--- How to complete this task ---
Print the records again, matching each line exactly.

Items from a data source
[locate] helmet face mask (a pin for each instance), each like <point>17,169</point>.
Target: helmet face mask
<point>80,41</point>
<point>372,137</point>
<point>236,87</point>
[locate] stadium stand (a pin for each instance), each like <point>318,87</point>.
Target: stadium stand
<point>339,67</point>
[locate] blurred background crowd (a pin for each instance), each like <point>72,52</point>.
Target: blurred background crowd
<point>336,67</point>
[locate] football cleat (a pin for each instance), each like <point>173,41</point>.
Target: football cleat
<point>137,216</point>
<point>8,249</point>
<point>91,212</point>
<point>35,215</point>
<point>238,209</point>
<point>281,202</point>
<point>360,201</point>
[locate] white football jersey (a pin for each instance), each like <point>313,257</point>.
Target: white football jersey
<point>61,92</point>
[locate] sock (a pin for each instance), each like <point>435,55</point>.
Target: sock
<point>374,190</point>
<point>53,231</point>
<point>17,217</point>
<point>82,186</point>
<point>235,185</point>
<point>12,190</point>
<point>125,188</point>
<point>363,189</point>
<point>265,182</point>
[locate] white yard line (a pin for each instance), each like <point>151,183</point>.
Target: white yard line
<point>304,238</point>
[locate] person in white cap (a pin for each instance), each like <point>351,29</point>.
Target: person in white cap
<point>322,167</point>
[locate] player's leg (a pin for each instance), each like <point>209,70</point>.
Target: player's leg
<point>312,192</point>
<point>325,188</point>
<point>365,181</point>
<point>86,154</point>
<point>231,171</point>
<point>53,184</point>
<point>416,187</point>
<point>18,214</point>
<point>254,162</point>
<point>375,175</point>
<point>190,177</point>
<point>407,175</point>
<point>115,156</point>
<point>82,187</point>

--- Reply to the exercise ---
[locate] helmet face mask (a pin for each instance), each like <point>17,169</point>.
Target: helmet face mask
<point>80,41</point>
<point>372,137</point>
<point>236,87</point>
[locate] stadium stand (a pin for each instance), each like <point>318,87</point>.
Target: stadium stand
<point>339,67</point>
[locate] blurred background crowd (a pin for each instance), each like <point>72,52</point>.
Target: blurred background crowd
<point>336,67</point>
[locate] football cleat (a pin for each instance), each like <point>173,41</point>.
Target: football cleat
<point>137,216</point>
<point>8,249</point>
<point>91,212</point>
<point>35,215</point>
<point>238,209</point>
<point>281,202</point>
<point>360,201</point>
[locate] white football jersey (a pin for each instance), each like <point>313,257</point>.
Target: white football jersey
<point>61,92</point>
[locate] sock (a pin for each instance), each like <point>435,55</point>.
Target: sock
<point>374,190</point>
<point>53,231</point>
<point>17,217</point>
<point>82,186</point>
<point>235,185</point>
<point>12,190</point>
<point>125,188</point>
<point>363,189</point>
<point>265,182</point>
[locate] white yard line (a pin for each instance), each like <point>151,183</point>.
Target: white yard line
<point>304,238</point>
[locate] person in white cap (a pin for each instance), each like <point>351,29</point>.
Target: person in white cap
<point>322,167</point>
[locate] player's leg (a pin for each instance), each like <point>209,70</point>.
Target: player's leg
<point>312,192</point>
<point>325,188</point>
<point>365,181</point>
<point>86,154</point>
<point>231,171</point>
<point>53,184</point>
<point>416,187</point>
<point>18,214</point>
<point>254,162</point>
<point>375,175</point>
<point>190,177</point>
<point>407,175</point>
<point>115,156</point>
<point>82,187</point>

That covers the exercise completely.